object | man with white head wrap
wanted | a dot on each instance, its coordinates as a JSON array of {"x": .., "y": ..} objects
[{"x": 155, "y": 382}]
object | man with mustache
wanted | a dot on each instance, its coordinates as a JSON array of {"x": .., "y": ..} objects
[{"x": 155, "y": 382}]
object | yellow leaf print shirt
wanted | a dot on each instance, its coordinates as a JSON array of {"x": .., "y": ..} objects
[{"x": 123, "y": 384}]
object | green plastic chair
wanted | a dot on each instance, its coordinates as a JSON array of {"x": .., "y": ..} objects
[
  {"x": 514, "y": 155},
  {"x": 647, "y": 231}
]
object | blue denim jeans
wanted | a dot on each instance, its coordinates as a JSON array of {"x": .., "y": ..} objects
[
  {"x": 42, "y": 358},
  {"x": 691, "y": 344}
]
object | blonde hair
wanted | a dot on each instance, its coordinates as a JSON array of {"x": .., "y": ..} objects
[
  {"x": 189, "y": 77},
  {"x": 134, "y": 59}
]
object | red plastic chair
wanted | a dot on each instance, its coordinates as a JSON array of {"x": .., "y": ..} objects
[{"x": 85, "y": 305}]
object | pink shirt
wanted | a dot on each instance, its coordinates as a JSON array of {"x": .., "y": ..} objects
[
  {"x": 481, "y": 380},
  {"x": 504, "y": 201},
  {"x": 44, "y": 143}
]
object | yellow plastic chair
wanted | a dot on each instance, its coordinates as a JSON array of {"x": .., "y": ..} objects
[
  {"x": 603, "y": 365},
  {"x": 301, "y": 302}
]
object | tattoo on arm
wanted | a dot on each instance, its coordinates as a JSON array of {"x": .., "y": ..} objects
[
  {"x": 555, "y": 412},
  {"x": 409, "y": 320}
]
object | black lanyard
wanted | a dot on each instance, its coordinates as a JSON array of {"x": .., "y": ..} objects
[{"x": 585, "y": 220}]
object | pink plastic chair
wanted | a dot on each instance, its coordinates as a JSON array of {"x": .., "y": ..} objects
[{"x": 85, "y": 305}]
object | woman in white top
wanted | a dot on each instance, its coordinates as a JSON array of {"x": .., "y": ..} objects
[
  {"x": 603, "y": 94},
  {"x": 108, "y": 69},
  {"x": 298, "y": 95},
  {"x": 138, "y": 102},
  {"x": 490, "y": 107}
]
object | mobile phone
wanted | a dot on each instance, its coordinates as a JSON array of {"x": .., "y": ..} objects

■ ■ ■ ■

§ **Written exercise**: Can you scale the records starting at the line containing "object | tattoo on arm" and ending at the last line of the records, both included? Write all of those lines out again, requests and all, and change only the coordinates in the answers: multiply each by 1.55 and round to whole numbers, with halves rounded up.

§ **Response to this exercise**:
object | tattoo on arm
wanted | a dot on each instance, its coordinates as a JSON array of {"x": .., "y": ..} objects
[
  {"x": 860, "y": 639},
  {"x": 634, "y": 496}
]
object | black lanyard
wanted | a dot on each instance, its coordinates as a JSON array of {"x": .., "y": ..} objects
[{"x": 907, "y": 341}]
object | pink plastic chair
wanted | a dot on each instance, its coordinates as a JSON array of {"x": .., "y": ..} objects
[{"x": 132, "y": 473}]
object | woman in white top
wanted | a dot on each instance, its coordinates as a JSON array of {"x": .., "y": ..} objects
[
  {"x": 935, "y": 146},
  {"x": 167, "y": 107},
  {"x": 462, "y": 147},
  {"x": 214, "y": 158},
  {"x": 760, "y": 166}
]
object | mobile phone
wanted | a dot on each instance, its coordinates as a JSON array of {"x": .., "y": ..} objects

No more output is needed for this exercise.